The request :: Render the listing below as a two-column CSV headed "query" and "points", with one row for each piece of text paired with its answer, each value in a single quoted field and line breaks replaced by spaces. Omit the pictures from the output.

Stored entries ::

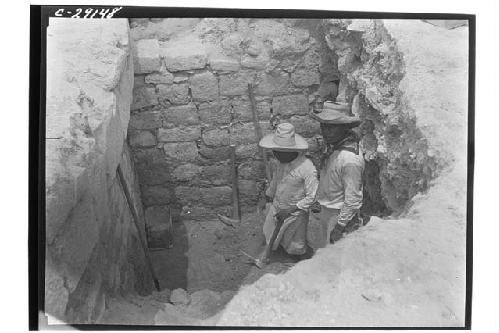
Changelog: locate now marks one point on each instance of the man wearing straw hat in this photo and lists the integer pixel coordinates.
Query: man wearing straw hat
(292, 189)
(340, 191)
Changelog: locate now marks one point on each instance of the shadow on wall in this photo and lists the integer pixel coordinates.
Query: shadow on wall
(171, 265)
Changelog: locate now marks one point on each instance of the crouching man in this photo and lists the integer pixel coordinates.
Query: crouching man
(340, 191)
(292, 191)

Result of the exercise ::
query,points
"Changelog: locate now marks one point on each instance of the man wearing straw hat in this photo and lists the integer pixel coordinates. Query: man wearing straw hat","(292, 189) (340, 191)"
"Changelog: locate now marks one point on each instance of the shadow on wall in this photo and lists the integer pixel coordinates. Query: shadow on wall","(171, 265)"
"Changelog: locate now marks one point on each instance of the crouching man in this photo and lists the integer pixel coordinates. Query: crouching man","(340, 191) (292, 191)"